* [Point localization data]:
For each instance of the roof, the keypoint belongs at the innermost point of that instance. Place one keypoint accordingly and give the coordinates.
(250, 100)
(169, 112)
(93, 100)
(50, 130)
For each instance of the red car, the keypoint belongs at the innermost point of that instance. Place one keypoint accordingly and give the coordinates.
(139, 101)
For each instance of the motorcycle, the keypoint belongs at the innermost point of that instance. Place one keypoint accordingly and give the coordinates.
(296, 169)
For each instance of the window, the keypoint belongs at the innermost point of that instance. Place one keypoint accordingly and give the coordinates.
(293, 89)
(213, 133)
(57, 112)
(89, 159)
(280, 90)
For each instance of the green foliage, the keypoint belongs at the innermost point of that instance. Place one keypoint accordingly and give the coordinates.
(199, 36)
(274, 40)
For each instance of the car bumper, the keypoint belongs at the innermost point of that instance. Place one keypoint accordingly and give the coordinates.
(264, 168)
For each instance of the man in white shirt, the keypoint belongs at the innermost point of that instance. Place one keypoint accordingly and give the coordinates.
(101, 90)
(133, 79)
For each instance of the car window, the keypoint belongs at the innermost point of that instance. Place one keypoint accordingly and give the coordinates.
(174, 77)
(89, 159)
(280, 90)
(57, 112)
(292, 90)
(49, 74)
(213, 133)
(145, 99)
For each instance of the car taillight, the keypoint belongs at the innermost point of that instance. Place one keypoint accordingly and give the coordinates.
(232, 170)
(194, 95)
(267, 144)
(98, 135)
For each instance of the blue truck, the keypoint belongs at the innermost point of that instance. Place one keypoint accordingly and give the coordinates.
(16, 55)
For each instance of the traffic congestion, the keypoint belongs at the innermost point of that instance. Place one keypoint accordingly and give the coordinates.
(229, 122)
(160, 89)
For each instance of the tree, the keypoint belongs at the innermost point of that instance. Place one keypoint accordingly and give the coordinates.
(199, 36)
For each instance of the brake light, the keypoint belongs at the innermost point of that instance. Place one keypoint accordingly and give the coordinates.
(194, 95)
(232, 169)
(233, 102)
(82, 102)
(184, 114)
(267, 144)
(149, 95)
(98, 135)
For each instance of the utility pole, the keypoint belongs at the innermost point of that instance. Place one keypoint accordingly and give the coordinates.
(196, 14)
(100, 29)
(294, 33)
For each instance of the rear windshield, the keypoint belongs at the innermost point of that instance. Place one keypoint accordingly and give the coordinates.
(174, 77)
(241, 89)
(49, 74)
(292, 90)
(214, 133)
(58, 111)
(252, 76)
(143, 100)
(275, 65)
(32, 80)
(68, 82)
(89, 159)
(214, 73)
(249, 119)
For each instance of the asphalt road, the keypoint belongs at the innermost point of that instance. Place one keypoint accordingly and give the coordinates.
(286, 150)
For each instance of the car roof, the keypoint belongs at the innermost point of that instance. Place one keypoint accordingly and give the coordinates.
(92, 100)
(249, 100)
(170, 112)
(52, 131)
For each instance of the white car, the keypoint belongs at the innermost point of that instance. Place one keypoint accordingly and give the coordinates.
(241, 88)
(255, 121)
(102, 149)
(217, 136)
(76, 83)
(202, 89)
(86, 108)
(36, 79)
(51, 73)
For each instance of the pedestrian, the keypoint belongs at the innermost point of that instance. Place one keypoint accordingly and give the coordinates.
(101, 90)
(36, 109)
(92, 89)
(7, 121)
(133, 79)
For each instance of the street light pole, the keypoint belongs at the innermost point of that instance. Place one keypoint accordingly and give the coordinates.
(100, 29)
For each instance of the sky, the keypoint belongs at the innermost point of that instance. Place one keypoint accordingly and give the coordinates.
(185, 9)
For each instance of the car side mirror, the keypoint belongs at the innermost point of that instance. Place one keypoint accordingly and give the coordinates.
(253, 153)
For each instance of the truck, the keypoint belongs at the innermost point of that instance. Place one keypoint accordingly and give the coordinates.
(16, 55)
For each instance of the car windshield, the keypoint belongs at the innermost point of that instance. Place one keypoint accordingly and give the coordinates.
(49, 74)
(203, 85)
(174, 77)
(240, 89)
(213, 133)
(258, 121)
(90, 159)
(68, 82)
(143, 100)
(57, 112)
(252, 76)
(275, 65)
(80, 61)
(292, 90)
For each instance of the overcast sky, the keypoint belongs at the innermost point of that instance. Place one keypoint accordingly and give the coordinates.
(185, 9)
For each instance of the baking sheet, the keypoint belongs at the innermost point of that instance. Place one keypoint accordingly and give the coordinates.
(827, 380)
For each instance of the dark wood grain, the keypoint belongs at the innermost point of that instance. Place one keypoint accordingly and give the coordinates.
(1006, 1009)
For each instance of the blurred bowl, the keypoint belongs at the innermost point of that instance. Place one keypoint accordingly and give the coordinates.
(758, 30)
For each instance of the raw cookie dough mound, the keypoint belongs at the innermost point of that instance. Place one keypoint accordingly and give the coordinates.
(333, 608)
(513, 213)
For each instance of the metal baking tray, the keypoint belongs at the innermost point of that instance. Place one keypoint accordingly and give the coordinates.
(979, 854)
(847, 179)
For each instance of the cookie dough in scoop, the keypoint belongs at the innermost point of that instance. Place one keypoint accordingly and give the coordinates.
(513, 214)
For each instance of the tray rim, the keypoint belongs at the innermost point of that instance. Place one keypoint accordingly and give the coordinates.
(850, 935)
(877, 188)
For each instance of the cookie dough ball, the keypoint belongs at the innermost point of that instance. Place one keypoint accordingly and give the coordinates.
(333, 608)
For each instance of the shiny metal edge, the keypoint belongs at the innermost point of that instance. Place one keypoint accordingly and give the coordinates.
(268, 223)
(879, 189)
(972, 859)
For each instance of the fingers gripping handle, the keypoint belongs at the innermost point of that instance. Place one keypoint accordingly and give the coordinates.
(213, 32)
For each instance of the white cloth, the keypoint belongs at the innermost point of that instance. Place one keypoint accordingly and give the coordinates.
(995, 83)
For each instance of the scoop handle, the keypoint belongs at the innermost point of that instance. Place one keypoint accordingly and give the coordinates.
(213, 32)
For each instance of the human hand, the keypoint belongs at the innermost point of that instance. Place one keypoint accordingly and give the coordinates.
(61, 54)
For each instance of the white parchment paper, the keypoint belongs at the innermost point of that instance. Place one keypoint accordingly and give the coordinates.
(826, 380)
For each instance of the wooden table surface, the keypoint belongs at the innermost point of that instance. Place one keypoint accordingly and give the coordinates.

* [PROBLEM TO SOLVE]: Transcribe every record exactly.

* [TASK RESPONSE]:
For each instance of the roof, the keypoint belongs at the innermost point of that instance. Place one keypoint accordingly and give the coordinates.
(250, 100)
(169, 112)
(93, 100)
(50, 130)
For each instance of the red car, the keypoint belongs at the innermost point of that instance. Place one keypoint accordingly and give the coordinates.
(139, 101)
For each instance of the motorcycle, the keypoint belongs at the innermost point of that instance. Place one keypoint accordingly and give the coordinates.
(296, 169)
For each instance of the window, the keypoint belongs at the innermost point of that instance. Place one keypoint accordingly and give the coordinates.
(293, 89)
(213, 133)
(57, 112)
(89, 159)
(280, 90)
For each instance of the green foliage, the keypoint belongs at the innermost point of that instance. Place one keypoint accordingly and give the coordinates.
(199, 36)
(274, 40)
For each instance of the car bumper, the keypoint belongs at the innermost point of that instance. Place one keypoint accordingly and give the coordinates.
(264, 168)
For each instance of the man in white shirt, the keypoint belongs at the innermost point of that instance. Place one keypoint accordingly and give the coordinates.
(101, 90)
(133, 79)
For each instance of the car window, the keypoint belongs at the innermost point of that instance. Place one keypoint accordingly and give the coordinates.
(174, 77)
(89, 159)
(280, 90)
(57, 112)
(292, 90)
(49, 74)
(213, 133)
(145, 99)
For each instance of the car taillight, the keypoint belongs at the innermost point of that instance. Place one keypoint accordingly and give the coordinates.
(232, 170)
(194, 95)
(267, 144)
(98, 135)
For each instance of the blue truck, the keypoint belongs at the innermost point of that instance. Place one keypoint accordingly and give the coordinates.
(16, 55)
For each instance of the traffic congestion, the keypoint belongs at the innermost point of that instance. Place one keypoint accordingly and give the coordinates.
(229, 122)
(160, 89)
For each instance of the tree, the keypoint belongs at the innermost point of that instance. Place one keypoint accordingly and give the coordinates.
(199, 36)
For each instance of the brake light, the keypoint belongs at the innermost point of that instance. Place one keypoint accordingly and give the coordinates.
(194, 95)
(232, 169)
(233, 102)
(82, 102)
(184, 114)
(267, 144)
(149, 95)
(98, 135)
For each instance of the utility pole, the keypoint belongs at the innermost point of that instance. Place one keypoint accordingly and give the coordinates.
(196, 14)
(100, 29)
(294, 33)
For each instance of the rear windshield, the keypoint belongs at the innermost point of that instance. Place one keypoint accordingly and give the coordinates.
(174, 77)
(241, 89)
(49, 74)
(292, 90)
(214, 133)
(58, 111)
(252, 76)
(143, 100)
(275, 65)
(32, 80)
(68, 82)
(89, 159)
(214, 73)
(249, 119)
For each instance of the asphalt road, the keypoint belongs at the innermost point of that instance. Place one keypoint accordingly and give the coordinates.
(286, 150)
For each instance of the car roof, the keypoint belongs at the innermost point of that instance. Place one keypoint accordingly and give the coordinates.
(92, 100)
(249, 100)
(170, 112)
(52, 131)
For each instance of the white car, the keypoint belongs at the innermost point of that instance. Place one keypoint accordingly and give the coordinates.
(241, 88)
(255, 121)
(102, 149)
(217, 136)
(76, 83)
(202, 89)
(86, 108)
(36, 79)
(51, 73)
For each instance of the pedestrian, the keypoint belongs at the innermost point of that instance. Place one keypoint accordingly and give the coordinates.
(101, 90)
(36, 109)
(92, 89)
(7, 121)
(133, 79)
For each instance of the street light pole, the keypoint belongs at the innermost point of that instance. Place one keypoint accordingly and give the coordinates.
(100, 29)
For each instance of the sky, the keypoint belongs at the innermost point of that instance. Place one keypoint accordingly and give the coordinates.
(185, 9)
For each instance of the car side mirror, the keypoint belongs at the innermost point of that instance. Place one keypoint accordingly and give the coordinates.
(253, 153)
For each instance of the truck, the keypoint belongs at the innermost point of that instance. Place one keypoint accordingly and give the coordinates.
(16, 55)
For each instance of the car windshield, the keypoint belongs at the innermost point of that instance. Place one keypoint accordingly and give the coordinates.
(49, 74)
(203, 85)
(174, 77)
(240, 89)
(213, 133)
(258, 121)
(90, 159)
(68, 82)
(143, 100)
(57, 112)
(252, 76)
(275, 65)
(80, 61)
(292, 90)
For each instance of the overcast sky, the keypoint belongs at the innermost point of that instance. Place one keypoint accordingly and give the coordinates.
(185, 9)
For each instance of the baking sheet, the keypoint belongs at the innermost point of that instance. Place one keypoint accordingly and give the coordinates.
(827, 380)
For each instance of the dark wood grain, the keypoint belongs at the innermost point of that instance. Place one keypoint accordingly and give the coordinates.
(1006, 1009)
For each instance of the blurred bowl, the keypoint belongs at the innermost point of that instance. Place one keypoint accordingly and give the coordinates.
(758, 30)
For each instance of the raw cookie dough mound, the keypoint belongs at the innermost point of that instance. Place one keypoint accordingly and give the coordinates.
(333, 608)
(513, 213)
For each instance of the metal baking tray, the keypoint belongs at the innermost point of that instance. Place one keypoint accordingly and give the coordinates.
(979, 854)
(847, 179)
For each instance of the cookie dough in scoop, the keypoint belongs at the innermost point of that instance. Place one keypoint accordingly and give the coordinates.
(513, 214)
For each instance of the tray rim, the keypoint belongs at the innermost point of that instance. Place one keypoint accordingly and give the coordinates.
(850, 935)
(877, 188)
For each instance of the cookie dough ball, the keypoint belongs at the innermost point of that instance. Place one keypoint accordingly and give the coordinates.
(333, 608)
For each instance of the shiny metal edge, the keypoint belongs at the innermost point of that instance. Place one keypoint accordingly and give the coordinates.
(268, 223)
(879, 189)
(972, 859)
For each instance of the fingers gripping handle, the keypoint belongs at the innermost point of that instance. Place one keypoint accordingly and give the coordinates.
(213, 32)
For each instance of the white cloth, the keypoint belongs at the innermost point of that instance. Place one keypoint accordingly and give the coordinates.
(995, 83)
For each instance of the scoop handle, the keypoint belongs at the innermost point of that instance. Place one keypoint accordingly and give the coordinates.
(213, 32)
For each instance of the human hand, the keypoint belongs at the innermost point of that instance. Place one keypoint accordingly and give the coordinates.
(61, 54)
For each instance of the white parchment paper, the keypoint belongs at the innermost point of that instance. Place one keypoint accordingly and give the coordinates.
(826, 380)
For each instance of the wooden table surface, the keypoint belongs at the innermost point of that instance. Place one keypoint accordingly and give the coordinates.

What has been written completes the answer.